> Document section:
:::::

Gordon Brown has vowed to keep up the momentum towards delivering a binding international climate change agreement later this year, despite the recriminations that dominated the fallout from last month's Copenhagen summit.

Speaking in an interview with the BBC yesterday, Brown said he has a plan which he believes will ensure negotiations continue to progress ahead of the major UN climate change summit in Mexico in December, which is likely to mark the last chance to agree a treaty to replace the existing Kyoto Protocol before it expires in 2012.

"I've got an idea about how we can actually move this forward over the next few months and I'll be working on this," Brown said. "I think it's not impossible that the groundwork that was done at Copenhagen could lead to what you might call a global agreement that everybody is happy to stand by."

He failed to provide details of the plan, but insisted he could "see a way forward because what prevented an agreement was suspicion and fear and forms of protectionism that I think we've got to get over".

Despite the fact that diplomats are still digesting the fallout from last month's Copenhagen summit – which ended in acrimony after countries agreed only to take note of an accord that was widely criticised for failing to deliver detailed commitments to cut emissions – the negotiations are now entering a crucial few months.

By the end of January industrialised countries have to complete the first annex to the Copenhagen Accord by announcing emission reduction targets for 2020. Meanwhile, those developing economies that back the agreement are required to complete the second annex to the document by providing detailed climate change action plans.

A major meeting is scheduled for the German city of Bonn in the spring, where significant progress is expected on many of the key issues discussed in Copenhagen, including proposals to protect tropical forests, increase climate funding for developing countries, reform global carbon markets and establish a means of independently verifying countries' emission reductions.

However, any progress will have to overcome considerable bad feeling between industrialised countries and China, which has been further exacerbated after diplomats accused China's negotiators in Copenhagen of blocking any chance of a more ambitious agreement. Chinese officials rejected the criticism, accusing industrialised countries of failing to do enough to curb their own emissions.

:::::

> Listing:

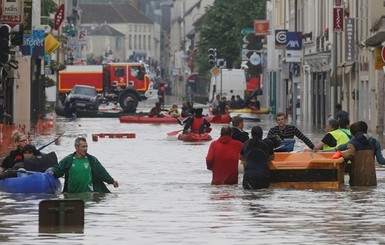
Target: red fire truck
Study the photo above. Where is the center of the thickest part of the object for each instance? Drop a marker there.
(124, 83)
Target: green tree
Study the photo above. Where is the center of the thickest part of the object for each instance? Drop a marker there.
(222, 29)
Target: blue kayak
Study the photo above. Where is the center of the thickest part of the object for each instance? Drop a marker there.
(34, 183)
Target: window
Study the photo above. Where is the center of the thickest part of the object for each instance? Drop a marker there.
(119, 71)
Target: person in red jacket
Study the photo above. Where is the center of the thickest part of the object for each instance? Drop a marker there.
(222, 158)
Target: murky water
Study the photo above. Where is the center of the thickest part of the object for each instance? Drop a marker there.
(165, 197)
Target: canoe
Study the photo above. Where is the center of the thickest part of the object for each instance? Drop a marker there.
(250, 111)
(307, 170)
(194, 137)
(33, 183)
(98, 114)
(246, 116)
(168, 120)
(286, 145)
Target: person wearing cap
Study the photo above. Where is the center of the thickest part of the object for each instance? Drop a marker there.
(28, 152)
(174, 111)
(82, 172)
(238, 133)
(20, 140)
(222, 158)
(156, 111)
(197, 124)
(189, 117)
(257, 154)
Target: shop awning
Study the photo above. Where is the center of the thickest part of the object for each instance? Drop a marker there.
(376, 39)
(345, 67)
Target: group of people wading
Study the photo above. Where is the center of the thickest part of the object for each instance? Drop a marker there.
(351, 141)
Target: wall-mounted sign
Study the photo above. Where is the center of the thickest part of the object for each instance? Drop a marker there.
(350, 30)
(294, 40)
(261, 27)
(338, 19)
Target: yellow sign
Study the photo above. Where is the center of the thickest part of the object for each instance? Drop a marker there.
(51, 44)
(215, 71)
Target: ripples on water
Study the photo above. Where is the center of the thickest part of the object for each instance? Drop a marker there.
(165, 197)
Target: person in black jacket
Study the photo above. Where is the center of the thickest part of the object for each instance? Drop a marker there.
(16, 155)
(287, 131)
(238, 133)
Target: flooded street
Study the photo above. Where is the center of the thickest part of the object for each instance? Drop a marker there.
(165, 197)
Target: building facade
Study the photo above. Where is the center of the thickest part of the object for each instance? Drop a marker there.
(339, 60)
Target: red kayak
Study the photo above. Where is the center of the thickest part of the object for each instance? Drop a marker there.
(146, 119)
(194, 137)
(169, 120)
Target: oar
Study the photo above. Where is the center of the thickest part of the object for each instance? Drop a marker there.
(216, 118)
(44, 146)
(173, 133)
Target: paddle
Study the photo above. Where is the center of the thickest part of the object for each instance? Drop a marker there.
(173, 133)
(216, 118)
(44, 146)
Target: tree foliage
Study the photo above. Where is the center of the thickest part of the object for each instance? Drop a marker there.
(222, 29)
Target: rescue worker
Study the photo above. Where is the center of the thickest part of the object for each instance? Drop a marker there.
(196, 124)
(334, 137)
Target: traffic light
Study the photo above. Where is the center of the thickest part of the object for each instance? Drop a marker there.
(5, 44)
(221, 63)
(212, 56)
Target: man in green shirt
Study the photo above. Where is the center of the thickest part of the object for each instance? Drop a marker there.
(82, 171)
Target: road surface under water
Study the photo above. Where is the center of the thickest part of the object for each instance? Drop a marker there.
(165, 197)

:::::

> What to produce:
Using the climate talks article, decide whether each statement agrees with it, answering yes or no and quoting the deciding words: (a) Brown gave details of his plan in the interview. (b) The UN climate change summit in Mexico is set for December. (c) Developing economies must announce emission reduction targets for 2020 by the end of January. Rely only on the climate talks article when you respond.

> Task result:
(a) No: "He failed to provide details of the plan"
(b) Yes: "the major UN climate change summit in Mexico in December"
(c) No: "industrialised countries have to complete the first annex to the Copenhagen Accord by announcing emission reduction targets for 2020"